### [STATED TASK]
Return each line of the records below that contains the string "dishwasher".

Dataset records
"""

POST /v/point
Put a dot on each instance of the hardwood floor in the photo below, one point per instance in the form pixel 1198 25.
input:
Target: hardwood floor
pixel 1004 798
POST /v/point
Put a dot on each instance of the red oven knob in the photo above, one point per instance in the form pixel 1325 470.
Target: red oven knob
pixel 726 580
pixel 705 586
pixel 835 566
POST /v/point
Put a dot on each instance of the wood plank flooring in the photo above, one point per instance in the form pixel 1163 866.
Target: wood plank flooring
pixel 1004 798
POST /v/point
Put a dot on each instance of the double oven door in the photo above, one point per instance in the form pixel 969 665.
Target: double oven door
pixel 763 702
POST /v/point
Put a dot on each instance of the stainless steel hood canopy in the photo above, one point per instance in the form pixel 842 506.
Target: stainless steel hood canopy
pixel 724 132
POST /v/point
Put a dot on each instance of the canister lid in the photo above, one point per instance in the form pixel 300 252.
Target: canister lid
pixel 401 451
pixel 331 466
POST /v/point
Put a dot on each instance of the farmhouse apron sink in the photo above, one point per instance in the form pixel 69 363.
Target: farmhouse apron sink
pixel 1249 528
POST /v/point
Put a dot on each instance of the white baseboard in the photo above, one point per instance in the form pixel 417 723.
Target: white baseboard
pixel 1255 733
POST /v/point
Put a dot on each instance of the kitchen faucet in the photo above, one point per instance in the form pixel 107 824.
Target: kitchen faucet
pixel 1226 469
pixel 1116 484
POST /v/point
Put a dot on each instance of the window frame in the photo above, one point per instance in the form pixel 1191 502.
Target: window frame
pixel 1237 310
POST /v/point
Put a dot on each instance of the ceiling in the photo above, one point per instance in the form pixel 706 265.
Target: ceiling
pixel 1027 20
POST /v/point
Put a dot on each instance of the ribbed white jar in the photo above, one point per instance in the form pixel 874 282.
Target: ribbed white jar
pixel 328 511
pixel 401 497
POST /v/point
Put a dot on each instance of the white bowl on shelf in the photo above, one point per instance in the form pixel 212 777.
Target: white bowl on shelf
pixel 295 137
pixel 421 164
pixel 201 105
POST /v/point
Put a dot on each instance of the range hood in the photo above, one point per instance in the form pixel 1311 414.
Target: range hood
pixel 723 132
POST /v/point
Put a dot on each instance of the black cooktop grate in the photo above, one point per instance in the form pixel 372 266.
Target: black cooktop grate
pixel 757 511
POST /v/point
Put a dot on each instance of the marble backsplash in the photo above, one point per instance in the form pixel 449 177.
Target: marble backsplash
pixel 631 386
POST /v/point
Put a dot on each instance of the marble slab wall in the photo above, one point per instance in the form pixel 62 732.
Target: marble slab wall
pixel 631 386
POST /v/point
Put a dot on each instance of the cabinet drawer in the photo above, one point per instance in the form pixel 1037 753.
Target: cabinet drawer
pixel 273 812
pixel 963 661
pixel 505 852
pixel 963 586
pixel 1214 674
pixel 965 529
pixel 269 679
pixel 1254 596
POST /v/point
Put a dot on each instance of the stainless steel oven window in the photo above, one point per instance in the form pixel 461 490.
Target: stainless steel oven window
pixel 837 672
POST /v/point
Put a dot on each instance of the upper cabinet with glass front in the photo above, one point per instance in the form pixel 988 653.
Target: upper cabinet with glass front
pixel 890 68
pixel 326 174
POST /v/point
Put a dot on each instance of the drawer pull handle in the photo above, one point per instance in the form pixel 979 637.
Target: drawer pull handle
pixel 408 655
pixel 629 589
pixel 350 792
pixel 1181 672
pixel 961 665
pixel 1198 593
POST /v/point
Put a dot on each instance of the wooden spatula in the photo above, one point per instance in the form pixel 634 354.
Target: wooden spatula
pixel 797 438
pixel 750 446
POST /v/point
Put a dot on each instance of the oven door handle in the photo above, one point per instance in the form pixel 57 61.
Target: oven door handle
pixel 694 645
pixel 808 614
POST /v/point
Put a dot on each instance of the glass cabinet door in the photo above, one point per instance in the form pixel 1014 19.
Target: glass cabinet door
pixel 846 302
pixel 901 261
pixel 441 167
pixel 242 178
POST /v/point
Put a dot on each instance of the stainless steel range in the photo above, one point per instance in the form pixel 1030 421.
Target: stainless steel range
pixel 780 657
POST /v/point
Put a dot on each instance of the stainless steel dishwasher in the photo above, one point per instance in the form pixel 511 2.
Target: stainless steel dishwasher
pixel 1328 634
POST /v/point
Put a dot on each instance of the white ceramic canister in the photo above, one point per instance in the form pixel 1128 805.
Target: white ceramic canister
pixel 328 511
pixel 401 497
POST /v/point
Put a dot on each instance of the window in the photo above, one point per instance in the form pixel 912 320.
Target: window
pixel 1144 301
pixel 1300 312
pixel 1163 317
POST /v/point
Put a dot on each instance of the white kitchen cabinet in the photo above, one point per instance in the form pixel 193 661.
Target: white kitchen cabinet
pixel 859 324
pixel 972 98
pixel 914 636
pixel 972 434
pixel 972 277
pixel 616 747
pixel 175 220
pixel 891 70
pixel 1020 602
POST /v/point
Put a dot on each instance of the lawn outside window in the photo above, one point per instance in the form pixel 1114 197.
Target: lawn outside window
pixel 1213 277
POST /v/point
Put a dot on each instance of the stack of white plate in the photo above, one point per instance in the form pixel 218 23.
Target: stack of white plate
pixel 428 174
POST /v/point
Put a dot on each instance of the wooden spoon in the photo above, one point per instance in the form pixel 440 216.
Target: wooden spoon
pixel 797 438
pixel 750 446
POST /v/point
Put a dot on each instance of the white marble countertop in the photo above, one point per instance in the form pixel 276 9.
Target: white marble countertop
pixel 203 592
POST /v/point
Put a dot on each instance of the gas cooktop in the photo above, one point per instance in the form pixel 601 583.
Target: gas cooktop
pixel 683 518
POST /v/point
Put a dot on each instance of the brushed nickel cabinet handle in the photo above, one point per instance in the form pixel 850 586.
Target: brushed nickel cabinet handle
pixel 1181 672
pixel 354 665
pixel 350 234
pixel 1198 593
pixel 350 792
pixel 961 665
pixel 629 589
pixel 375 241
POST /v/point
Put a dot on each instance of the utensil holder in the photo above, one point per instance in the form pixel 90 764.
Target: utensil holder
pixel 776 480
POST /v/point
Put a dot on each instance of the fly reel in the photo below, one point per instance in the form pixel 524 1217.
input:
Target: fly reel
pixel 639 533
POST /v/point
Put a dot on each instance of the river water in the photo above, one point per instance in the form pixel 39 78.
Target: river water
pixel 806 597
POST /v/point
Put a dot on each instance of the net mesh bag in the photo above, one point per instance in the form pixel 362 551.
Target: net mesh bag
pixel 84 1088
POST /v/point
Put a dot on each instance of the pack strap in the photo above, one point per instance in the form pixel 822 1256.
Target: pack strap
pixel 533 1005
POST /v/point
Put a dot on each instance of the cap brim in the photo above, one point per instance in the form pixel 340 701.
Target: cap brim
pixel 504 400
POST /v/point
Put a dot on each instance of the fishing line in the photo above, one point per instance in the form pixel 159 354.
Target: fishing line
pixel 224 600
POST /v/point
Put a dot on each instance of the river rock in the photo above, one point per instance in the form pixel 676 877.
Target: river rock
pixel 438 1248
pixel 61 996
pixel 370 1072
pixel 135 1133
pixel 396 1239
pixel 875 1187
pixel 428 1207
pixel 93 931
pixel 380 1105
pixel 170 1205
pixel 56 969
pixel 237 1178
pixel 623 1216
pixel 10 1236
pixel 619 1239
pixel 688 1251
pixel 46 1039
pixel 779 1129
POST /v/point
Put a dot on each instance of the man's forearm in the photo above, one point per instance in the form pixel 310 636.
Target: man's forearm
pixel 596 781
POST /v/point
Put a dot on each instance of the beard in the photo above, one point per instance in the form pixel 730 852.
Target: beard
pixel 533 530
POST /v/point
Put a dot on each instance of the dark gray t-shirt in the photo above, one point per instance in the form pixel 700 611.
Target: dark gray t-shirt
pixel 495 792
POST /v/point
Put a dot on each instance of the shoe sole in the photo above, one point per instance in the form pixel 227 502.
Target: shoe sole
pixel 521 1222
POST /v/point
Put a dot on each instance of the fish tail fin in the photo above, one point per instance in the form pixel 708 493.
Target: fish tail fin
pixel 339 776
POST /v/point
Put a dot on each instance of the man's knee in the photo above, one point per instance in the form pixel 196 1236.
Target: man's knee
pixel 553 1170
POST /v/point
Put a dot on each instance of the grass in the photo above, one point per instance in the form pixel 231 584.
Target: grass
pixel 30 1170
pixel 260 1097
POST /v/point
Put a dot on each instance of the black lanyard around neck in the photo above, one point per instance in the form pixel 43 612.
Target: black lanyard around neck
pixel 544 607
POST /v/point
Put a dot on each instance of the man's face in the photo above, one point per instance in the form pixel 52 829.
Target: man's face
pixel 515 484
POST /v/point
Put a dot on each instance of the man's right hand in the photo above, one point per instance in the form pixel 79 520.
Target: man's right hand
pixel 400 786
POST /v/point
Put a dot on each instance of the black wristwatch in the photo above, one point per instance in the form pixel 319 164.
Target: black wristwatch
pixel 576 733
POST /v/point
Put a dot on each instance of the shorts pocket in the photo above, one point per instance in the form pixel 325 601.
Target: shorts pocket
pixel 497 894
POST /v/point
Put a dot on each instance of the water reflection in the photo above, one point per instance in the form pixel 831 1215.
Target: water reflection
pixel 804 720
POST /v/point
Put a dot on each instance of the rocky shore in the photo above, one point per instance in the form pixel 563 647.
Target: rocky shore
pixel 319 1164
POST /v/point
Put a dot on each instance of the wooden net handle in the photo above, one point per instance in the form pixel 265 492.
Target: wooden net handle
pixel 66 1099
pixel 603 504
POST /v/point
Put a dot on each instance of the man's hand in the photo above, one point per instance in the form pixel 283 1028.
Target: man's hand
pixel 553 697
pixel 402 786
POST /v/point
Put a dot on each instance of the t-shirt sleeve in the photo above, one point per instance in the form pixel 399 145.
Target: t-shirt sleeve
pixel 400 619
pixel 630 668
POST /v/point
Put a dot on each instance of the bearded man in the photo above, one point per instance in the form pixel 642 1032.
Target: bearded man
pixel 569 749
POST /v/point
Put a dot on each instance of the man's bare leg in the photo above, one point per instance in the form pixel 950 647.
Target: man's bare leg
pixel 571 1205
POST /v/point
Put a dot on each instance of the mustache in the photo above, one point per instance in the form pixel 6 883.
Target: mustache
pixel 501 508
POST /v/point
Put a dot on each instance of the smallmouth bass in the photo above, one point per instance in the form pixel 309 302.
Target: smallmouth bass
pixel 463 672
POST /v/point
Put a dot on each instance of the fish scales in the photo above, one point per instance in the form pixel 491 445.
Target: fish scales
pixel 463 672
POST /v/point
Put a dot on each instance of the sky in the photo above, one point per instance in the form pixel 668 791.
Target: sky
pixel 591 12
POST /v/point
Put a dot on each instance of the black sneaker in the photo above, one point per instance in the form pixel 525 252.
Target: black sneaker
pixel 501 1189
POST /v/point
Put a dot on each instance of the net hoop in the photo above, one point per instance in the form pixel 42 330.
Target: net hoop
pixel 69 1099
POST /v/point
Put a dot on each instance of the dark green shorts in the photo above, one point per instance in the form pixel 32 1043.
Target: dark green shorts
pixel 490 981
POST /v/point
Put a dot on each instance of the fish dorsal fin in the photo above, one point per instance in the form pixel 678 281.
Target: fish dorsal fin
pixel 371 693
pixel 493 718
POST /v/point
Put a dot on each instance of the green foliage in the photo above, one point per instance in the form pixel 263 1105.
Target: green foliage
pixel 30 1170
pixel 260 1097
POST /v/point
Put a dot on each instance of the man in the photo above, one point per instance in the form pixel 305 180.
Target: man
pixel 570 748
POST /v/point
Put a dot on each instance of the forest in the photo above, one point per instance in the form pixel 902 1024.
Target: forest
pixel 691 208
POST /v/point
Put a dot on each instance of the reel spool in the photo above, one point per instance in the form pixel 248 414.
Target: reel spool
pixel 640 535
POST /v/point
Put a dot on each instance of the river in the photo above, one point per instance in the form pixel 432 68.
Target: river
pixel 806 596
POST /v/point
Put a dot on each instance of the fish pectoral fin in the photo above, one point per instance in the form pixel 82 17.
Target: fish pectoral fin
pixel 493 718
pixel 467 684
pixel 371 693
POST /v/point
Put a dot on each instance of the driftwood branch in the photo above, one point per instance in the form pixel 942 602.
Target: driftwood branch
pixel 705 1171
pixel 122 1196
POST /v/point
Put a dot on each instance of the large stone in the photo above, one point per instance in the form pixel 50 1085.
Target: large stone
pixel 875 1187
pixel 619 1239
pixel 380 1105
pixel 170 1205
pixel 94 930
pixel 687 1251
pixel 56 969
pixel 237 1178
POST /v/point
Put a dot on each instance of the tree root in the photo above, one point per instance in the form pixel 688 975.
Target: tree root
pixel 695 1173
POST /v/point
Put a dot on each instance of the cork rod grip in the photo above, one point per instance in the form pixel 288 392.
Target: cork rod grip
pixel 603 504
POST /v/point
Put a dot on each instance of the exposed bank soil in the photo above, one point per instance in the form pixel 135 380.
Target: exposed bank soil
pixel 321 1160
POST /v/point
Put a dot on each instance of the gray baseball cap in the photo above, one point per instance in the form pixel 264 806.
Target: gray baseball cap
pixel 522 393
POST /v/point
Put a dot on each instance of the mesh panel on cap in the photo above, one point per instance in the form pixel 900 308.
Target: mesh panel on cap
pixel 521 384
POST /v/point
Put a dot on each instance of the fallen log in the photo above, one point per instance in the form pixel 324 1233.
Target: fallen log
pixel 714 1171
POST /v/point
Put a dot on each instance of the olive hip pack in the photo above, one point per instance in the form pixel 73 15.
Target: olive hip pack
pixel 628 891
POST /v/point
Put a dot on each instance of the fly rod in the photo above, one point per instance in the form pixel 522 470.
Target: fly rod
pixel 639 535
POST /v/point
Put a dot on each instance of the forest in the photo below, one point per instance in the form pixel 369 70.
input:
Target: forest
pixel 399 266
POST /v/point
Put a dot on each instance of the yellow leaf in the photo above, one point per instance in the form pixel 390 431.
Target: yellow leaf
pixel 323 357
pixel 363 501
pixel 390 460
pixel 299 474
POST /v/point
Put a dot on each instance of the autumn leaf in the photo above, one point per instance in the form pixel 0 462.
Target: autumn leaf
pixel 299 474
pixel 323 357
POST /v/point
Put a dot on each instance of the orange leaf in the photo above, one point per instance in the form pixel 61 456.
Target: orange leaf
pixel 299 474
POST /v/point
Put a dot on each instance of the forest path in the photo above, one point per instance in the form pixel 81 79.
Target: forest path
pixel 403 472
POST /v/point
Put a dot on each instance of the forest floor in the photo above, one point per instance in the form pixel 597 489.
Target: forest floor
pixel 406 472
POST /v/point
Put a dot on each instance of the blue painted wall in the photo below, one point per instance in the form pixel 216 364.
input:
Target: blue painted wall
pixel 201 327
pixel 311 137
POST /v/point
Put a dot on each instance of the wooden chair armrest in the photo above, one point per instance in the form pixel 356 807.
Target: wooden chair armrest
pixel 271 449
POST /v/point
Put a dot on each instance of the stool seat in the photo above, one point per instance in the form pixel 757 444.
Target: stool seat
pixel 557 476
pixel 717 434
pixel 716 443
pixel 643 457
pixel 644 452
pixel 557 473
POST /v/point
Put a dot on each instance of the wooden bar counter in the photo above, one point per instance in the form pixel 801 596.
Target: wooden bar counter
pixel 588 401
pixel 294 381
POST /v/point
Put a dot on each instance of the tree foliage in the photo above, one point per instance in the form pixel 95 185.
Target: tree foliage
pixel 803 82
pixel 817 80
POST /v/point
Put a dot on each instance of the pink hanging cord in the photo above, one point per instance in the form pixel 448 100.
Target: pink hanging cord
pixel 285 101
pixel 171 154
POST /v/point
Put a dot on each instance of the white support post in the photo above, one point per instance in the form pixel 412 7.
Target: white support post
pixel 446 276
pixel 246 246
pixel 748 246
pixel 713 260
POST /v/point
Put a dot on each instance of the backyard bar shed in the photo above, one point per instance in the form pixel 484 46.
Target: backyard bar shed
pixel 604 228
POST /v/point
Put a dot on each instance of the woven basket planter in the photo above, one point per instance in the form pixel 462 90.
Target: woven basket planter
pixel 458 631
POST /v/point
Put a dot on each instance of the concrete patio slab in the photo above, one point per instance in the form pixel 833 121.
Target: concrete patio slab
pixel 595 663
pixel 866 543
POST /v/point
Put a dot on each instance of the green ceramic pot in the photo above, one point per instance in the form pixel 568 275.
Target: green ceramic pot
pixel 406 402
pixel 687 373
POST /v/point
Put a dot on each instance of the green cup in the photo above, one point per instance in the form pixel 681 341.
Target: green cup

"""

### [TASK SOLUTION]
Put a dot on each instance of the stainless steel dishwasher in the photo above, one point per instance in the form pixel 511 2.
Target: stainless steel dishwasher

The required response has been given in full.